§ **Data rows**:
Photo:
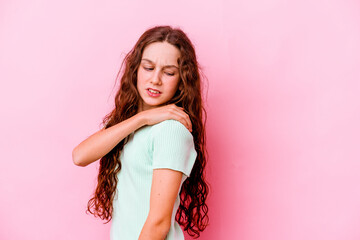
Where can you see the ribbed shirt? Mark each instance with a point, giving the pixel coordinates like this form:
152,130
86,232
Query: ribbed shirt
167,144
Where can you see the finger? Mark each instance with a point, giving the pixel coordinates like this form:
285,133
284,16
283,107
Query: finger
186,120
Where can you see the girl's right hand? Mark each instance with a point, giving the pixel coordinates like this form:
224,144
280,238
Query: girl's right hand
170,111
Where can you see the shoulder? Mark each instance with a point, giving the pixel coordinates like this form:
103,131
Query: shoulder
170,127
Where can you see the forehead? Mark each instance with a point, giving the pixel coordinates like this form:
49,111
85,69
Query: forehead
162,53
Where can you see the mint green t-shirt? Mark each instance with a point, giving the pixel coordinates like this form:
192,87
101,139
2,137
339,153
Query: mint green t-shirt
168,144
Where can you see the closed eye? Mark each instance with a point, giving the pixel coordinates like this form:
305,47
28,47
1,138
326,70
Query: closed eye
148,69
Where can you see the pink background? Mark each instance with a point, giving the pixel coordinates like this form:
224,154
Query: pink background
283,112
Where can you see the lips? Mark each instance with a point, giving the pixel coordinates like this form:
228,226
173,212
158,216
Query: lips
153,89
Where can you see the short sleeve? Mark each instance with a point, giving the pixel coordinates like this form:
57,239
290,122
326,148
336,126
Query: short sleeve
173,147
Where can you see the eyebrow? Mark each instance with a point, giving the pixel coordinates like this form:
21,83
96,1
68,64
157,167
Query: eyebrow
166,66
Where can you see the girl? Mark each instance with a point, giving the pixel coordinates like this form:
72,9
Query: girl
152,147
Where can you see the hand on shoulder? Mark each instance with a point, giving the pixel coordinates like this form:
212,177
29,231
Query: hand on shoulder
167,112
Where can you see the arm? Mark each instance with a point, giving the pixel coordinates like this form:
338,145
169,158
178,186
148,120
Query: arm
164,190
100,143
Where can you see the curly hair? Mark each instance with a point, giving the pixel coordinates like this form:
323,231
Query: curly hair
192,213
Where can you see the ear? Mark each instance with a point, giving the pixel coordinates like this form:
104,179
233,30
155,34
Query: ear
181,86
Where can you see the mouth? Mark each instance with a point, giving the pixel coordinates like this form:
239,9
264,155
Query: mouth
153,92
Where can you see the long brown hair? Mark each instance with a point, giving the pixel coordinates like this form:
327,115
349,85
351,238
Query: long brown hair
192,213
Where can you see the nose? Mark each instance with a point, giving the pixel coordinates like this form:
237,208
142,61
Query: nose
156,78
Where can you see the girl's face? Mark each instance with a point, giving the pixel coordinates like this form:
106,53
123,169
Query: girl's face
158,75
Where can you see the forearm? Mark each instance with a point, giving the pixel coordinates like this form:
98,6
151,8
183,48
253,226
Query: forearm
154,230
103,141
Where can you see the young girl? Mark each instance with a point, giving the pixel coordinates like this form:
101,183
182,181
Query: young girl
152,148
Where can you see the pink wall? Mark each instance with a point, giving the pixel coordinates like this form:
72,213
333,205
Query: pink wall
283,112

§ **Job**: Lay out all the lines of the records above as a Markdown table with the columns "No." and "Line", one numbered row per line and blank lines left out. Leave the pictures out of the answer.

§ **Exercise output**:
| No. | Line |
|---|---|
| 1 | Photo: |
| 2 | Where can you see the ribbed shirt? Mark each instance with a point, giving the pixel coordinates like this form: |
| 3 | 152,130 |
| 4 | 86,232 |
| 5 | Query: ribbed shirt |
| 6 | 167,144 |
| 7 | Where can you see the finger? Mark each instance with a point, giving the pixel coordinates like this form: |
| 8 | 285,133 |
| 9 | 284,16 |
| 10 | 283,107 |
| 11 | Query: finger |
| 12 | 186,120 |
| 13 | Where can you see the girl's right hand? Mark each instance with a point, giving the pixel coordinates like this form: |
| 14 | 224,144 |
| 15 | 280,238 |
| 16 | Query: girl's right hand |
| 17 | 170,111 |
| 18 | Where can you see the shoulder? Mark each instance with a point, giving the pixel coordinates like this form: |
| 19 | 103,131 |
| 20 | Query: shoulder |
| 21 | 170,127 |
| 22 | Where can you see the forehead? Mark each instance with a point, giving the pixel coordinates like this form: |
| 23 | 49,111 |
| 24 | 85,69 |
| 25 | Query: forehead |
| 26 | 162,53 |
| 27 | Where can you see the mint green t-shirt? Mark each instance with a point, giving the pixel coordinates like this form: |
| 28 | 192,87 |
| 29 | 101,139 |
| 30 | 2,137 |
| 31 | 339,153 |
| 32 | Query: mint green t-shirt |
| 33 | 168,144 |
| 34 | Where can you see the closed eye? Mark each instance with a point, giving the pixel coordinates like this form: |
| 35 | 305,47 |
| 36 | 28,47 |
| 37 | 1,138 |
| 38 | 326,70 |
| 39 | Query: closed eye |
| 40 | 148,69 |
| 41 | Where can you see the pink background? Mark each instance with a point, giving the pixel coordinates like this form: |
| 42 | 224,154 |
| 43 | Query: pink background |
| 44 | 283,112 |
| 45 | Where can you see the lips? Mark each instance with a point, giving the pixel coordinates like this form: |
| 46 | 228,226 |
| 47 | 173,212 |
| 48 | 158,216 |
| 49 | Query: lips |
| 50 | 153,89 |
| 51 | Where can you see the short sleeve? Mark each instance with a point, giving the pixel coordinates like this form: |
| 52 | 57,239 |
| 53 | 290,122 |
| 54 | 326,148 |
| 55 | 336,126 |
| 56 | Query: short sleeve |
| 57 | 173,147 |
| 58 | Where can you see the eyebrow? Mark each instance with a point, giving the pixel coordinates like this form: |
| 59 | 21,83 |
| 60 | 96,1 |
| 61 | 68,64 |
| 62 | 157,167 |
| 63 | Query: eyebrow |
| 64 | 166,66 |
| 65 | Where can you see the girl? Mark each instance with a point, giving the pixel coordinates like this form: |
| 66 | 72,9 |
| 67 | Query: girl |
| 68 | 152,147 |
| 69 | Where can you see the hand on shoulder? Mark each instance with a point, giving the pixel coordinates like this form: |
| 70 | 212,177 |
| 71 | 29,231 |
| 72 | Query: hand on shoulder |
| 73 | 167,112 |
| 74 | Where can you see the arm? Mark each instance with a point, giving the pixel coordinates like this form: |
| 75 | 338,145 |
| 76 | 169,158 |
| 77 | 178,186 |
| 78 | 148,120 |
| 79 | Query: arm |
| 80 | 164,190 |
| 81 | 100,143 |
| 82 | Where can you see the curly hair? Mark each instance with a point, giving the pixel coordinates like this form: |
| 83 | 323,231 |
| 84 | Query: curly hair |
| 85 | 192,213 |
| 86 | Where can you see the ear? Mark each instance with a point, giving the pixel coordinates like this form: |
| 87 | 104,179 |
| 88 | 233,30 |
| 89 | 155,34 |
| 90 | Query: ear |
| 91 | 181,86 |
| 92 | Where can you see the mouth? Mark each instance with a point, giving the pixel coordinates like this form: |
| 93 | 239,9 |
| 94 | 264,155 |
| 95 | Query: mouth |
| 96 | 153,92 |
| 97 | Where can you see the long brown hair? Mark each instance with a point, giving the pixel coordinates like this form: |
| 98 | 327,115 |
| 99 | 349,85 |
| 100 | 351,238 |
| 101 | Query: long brown hair |
| 102 | 192,213 |
| 103 | Where can you see the nose? Mark each instance with a point, giving the pixel coordinates like this form: |
| 104 | 237,208 |
| 105 | 142,61 |
| 106 | Query: nose |
| 107 | 156,78 |
| 108 | Where can you see the girl's face? Mark each instance with a point, giving the pixel coordinates like this form: |
| 109 | 106,53 |
| 110 | 123,169 |
| 111 | Query: girl's face |
| 112 | 158,75 |
| 113 | Where can you see the forearm? Mark each instance with a point, giving the pixel coordinates like this form: |
| 114 | 98,6 |
| 115 | 151,8 |
| 116 | 183,48 |
| 117 | 253,226 |
| 118 | Query: forearm |
| 119 | 154,230 |
| 120 | 103,141 |
| 121 | Where can you see the young girl? Mark each instance with a point, giving the pixel coordinates like this form: |
| 122 | 101,183 |
| 123 | 182,181 |
| 124 | Query: young girl |
| 125 | 152,148 |
| 126 | Where can you see the pink wall? Mark each instance with a point, giving the pixel coordinates like this form: |
| 127 | 72,213 |
| 128 | 333,205 |
| 129 | Query: pink wall |
| 130 | 283,112 |